Switch "bounding rectangle" to "bounding box" everywhere it occurs in the items below, and leave everything else unchanged.

__Supplied information__.
----------

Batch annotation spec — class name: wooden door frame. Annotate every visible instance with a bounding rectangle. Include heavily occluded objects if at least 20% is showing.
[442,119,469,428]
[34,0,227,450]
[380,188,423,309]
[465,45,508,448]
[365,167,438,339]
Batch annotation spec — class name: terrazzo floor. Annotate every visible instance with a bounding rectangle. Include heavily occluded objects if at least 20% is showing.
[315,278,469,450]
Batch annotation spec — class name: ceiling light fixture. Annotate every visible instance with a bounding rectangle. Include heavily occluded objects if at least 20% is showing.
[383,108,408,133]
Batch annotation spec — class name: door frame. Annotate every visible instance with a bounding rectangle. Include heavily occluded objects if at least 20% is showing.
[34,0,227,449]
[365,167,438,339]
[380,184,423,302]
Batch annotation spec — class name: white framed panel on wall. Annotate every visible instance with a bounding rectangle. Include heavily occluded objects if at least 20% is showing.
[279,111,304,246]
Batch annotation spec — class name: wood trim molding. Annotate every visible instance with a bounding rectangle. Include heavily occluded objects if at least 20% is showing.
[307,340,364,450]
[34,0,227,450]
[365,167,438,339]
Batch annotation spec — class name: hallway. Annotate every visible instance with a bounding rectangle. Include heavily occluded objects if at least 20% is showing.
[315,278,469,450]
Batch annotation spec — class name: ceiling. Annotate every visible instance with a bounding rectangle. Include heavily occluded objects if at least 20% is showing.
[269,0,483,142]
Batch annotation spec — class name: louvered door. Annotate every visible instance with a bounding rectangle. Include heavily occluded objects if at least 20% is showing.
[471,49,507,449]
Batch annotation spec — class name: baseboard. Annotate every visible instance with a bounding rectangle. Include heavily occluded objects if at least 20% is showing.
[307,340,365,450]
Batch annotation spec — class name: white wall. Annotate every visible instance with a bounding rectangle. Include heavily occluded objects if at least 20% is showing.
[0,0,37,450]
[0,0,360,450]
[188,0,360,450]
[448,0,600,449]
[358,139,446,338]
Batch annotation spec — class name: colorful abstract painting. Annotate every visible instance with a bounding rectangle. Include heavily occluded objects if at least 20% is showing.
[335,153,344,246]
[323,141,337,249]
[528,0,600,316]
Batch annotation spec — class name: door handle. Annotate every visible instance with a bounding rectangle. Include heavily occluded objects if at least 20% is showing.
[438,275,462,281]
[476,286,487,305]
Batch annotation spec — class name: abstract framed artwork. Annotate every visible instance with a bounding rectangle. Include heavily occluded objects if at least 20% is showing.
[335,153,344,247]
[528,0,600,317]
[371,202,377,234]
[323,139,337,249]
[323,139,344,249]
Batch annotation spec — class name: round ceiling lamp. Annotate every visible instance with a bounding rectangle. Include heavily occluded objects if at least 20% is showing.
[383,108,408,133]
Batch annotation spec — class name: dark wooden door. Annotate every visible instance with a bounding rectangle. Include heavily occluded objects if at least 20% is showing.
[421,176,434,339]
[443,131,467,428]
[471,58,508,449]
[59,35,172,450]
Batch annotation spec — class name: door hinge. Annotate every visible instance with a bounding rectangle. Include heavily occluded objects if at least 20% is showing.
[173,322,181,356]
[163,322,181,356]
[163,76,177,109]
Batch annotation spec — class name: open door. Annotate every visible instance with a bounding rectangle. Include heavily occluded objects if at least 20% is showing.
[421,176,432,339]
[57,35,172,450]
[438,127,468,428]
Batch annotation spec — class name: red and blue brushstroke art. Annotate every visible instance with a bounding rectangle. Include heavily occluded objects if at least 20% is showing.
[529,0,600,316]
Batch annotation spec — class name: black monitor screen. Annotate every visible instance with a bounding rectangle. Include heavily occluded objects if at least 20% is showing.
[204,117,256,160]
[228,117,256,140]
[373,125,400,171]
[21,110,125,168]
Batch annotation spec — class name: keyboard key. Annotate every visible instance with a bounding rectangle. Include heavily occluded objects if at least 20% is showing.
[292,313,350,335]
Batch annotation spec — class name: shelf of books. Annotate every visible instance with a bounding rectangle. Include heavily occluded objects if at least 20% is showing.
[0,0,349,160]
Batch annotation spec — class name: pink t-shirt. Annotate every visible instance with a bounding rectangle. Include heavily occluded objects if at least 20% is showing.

----------

__Solution to the exercise__.
Batch annotation spec — class name: wooden door frame. Annotate every visible instance with a bounding box. Include heavily occluded objects if at least 20% is showing.
[442,119,469,428]
[34,0,227,450]
[380,188,423,309]
[465,45,508,448]
[365,167,438,339]
Batch annotation spec — class name: terrazzo floor. Annotate every visible instance with a bounding box. Include heavily occluded objects if at least 20% is showing.
[315,278,469,450]
Batch annotation spec — class name: ceiling light fixture. Annotate every visible instance with a bounding box. Include heavily occluded objects if at least 20% is showing.
[383,108,408,133]
Batch annotation spec — class name: door frame. Annotate every visible instance with a bounding box. Include heavily occluded objects if at least 20% is showing.
[34,0,227,449]
[365,167,438,339]
[380,184,423,302]
Batch annotation spec — class name: white framed panel on wall. Annotate every visible instance with a bounding box. Include heavily occluded objects if at least 20% is showing.
[279,111,304,246]
Batch annotation spec — class name: wood trim molding. Annotate every visible instance with a bounding box. Include heavily occluded objects if at least 20% is showing.
[307,340,364,450]
[34,0,227,450]
[365,167,438,339]
Batch annotation spec — class name: hallway. Annotate every visible instance with a bounding box. Include heavily occluded objects if at least 20% is showing.
[315,278,469,450]
Batch annotation spec — class name: ceiling. Annotate every visible instance with a bounding box. Include heavily occluded objects if at least 20% is showing.
[269,0,483,142]
Batch annotation spec — class name: louvered door. Annotate every visible instance with a bounding box. Include heavily occluded objects if at least 20% is showing.
[471,49,507,449]
Batch annotation spec — class name: baseboard. Annotate every visible instance with a bounding box. Include heavily occluded objects if at least 20% is showing.
[307,340,365,450]
Batch annotation spec — class name: white wall. Annotate every visible instance with a bounding box. Include heavily occluded objects if at least 20% is showing.
[0,0,37,450]
[0,0,360,450]
[188,0,360,450]
[448,0,600,449]
[358,139,446,338]
Batch annotation spec — class name: colorful abstract painting. Annotate every visible instance with a bounding box. Include heavily occluded objects if at least 20% is showing.
[335,153,344,246]
[323,141,337,249]
[528,0,600,316]
Batch annotation spec — class name: door handle. Annotate every visible instance with a bounding box. Include heavily occluded objects if at least 20% is showing.
[438,275,462,281]
[476,286,487,305]
Batch annotation spec — class name: abstract framed artwork. Annotate every visible instance with a bounding box. Include heavily occluded objects if at least 20% is showing.
[335,153,344,247]
[528,0,600,317]
[371,202,377,234]
[323,139,337,249]
[323,139,344,249]
Batch annotation spec — class name: round ceiling lamp. Annotate every visible instance with a bounding box. Include heavily occluded objects if at least 20% is showing.
[383,108,408,133]
Batch annotation spec — class name: dark wooden door. Annotate every visible instance with a bounding box. Include heavily occluded objects if at least 20% is showing.
[421,176,434,339]
[443,131,467,428]
[471,58,508,449]
[59,35,172,450]
Batch annotation spec — class name: door hinge. Annotate every visible instance with a bounding box. Include heavily occluded objects if at least 20% is showing.
[173,322,181,356]
[163,322,181,356]
[163,76,177,109]
Batch annotation spec — class name: open door. Annotate every visible instance with a bounding box. Include heavily occluded objects if at least 20% is showing.
[421,176,432,339]
[57,35,172,450]
[438,127,468,428]
Batch annotation spec — class name: red and blue brushstroke art. Annotate every visible instance with a bounding box. Include heavily occluded objects if at least 20% is showing.
[529,0,600,316]
Batch annotation spec — class name: black monitor screen. Annotate every visible instance with a bounding box. Include heavily occluded objects if at least 20% is showing.
[204,117,256,160]
[228,117,256,140]
[373,125,400,171]
[21,110,125,168]
Batch annotation spec — class name: keyboard key. Annotate every visible instance with a bounding box. Include heavily occluded objects if at least 20% is showing.
[292,313,350,335]
Batch annotation spec — class name: shelf of books. Annotate every visible instance with a bounding box. Include heavily occluded objects if at least 20% is showing.
[0,0,349,160]
Batch annotation spec — class name: pink t-shirt. Annotate every visible instance with a bounding box. Include heavily occluded objects if at least 20% is showing.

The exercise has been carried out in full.